§ **Texte source**
——————

La fable nous instruit en nous invitant à pratiquer ce qu'elle fait, à ne pas être ce que nous voyons des animaux ou des humains qui commettent les fautes en question. Elle nous invite à revenir sur nous-mêmes pour savoir ce que le discours est capable de faire. Esope avait dit que la langue peut être la meilleure ou la pire des choses, et on s'aperçoit qu'ici, la langue peut être la pire des choses, sauf au moment où, tout à coup, la vérité crève l'écran, et parfois l'âne crève l'écran de cette façon là...                
Patrick Dandrey

Et nous fait rêver, pour mieux nous éveiller

La morale consiste, après nous avoir emmenés dans le monde du songe, dans le monde de la fiction, à nous ramener vers la vérité. La fable est un va et vient qui décrit le mécanisme de la littérature. Je suis emmené sur les ailes du rêve pour revenir à ma réalité, enrichie par mon rêve. C'est la dialectique du sommeil et de la veille. C'est pourquoi j'ai coutume d'appeler la fable un songe vigilant. Elle nous fait rêver, mais pour mieux nous éveiller.

——————

Entrées d'annotation de régions:
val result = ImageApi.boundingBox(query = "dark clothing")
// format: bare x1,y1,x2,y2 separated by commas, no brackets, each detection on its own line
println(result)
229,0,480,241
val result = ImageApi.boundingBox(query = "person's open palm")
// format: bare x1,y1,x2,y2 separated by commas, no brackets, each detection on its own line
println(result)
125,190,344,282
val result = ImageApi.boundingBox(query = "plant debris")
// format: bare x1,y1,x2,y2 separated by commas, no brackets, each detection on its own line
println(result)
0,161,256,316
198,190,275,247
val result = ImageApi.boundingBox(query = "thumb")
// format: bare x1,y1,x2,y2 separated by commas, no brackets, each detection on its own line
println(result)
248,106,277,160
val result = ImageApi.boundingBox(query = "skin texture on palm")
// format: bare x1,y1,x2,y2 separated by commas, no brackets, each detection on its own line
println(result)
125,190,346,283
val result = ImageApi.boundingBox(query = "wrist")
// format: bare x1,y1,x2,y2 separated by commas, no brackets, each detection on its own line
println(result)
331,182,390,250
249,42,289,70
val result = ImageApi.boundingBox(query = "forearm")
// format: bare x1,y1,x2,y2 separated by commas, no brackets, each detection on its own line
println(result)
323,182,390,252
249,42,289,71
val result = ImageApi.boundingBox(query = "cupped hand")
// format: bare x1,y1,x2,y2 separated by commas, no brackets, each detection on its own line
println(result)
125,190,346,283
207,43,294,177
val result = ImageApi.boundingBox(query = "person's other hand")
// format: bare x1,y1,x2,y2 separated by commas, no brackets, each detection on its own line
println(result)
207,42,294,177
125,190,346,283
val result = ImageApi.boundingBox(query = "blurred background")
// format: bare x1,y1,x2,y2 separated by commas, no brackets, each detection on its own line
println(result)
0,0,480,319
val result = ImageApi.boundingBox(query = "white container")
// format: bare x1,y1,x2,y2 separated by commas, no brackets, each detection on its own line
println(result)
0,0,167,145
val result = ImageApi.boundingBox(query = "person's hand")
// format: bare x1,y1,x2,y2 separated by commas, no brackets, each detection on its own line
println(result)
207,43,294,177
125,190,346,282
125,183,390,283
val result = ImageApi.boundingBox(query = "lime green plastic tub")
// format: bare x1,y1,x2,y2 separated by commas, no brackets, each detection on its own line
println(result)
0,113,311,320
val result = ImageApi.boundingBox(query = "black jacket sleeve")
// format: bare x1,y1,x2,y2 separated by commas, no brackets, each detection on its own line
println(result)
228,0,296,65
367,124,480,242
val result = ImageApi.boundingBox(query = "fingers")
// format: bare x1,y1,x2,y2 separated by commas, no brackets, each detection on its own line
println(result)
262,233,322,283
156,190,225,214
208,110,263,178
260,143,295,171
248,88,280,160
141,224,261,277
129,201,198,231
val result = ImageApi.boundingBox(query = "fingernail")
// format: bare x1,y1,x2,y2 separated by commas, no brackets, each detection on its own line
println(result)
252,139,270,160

——————

Répondez à ces questions à partir du texte sur la fable :
(a) Selon le texte, qu'avait dit Esope de la langue ?
(b) Que décrit la fable, présentée comme un va et vient ?
(c) Quelle expression désigne la fable dans la phrase commençant par « C'est pourquoi » ?

(a) Que la langue peut être la meilleure ou la pire des choses.
(b) Le mécanisme de la littérature.
(c) Un songe vigilant.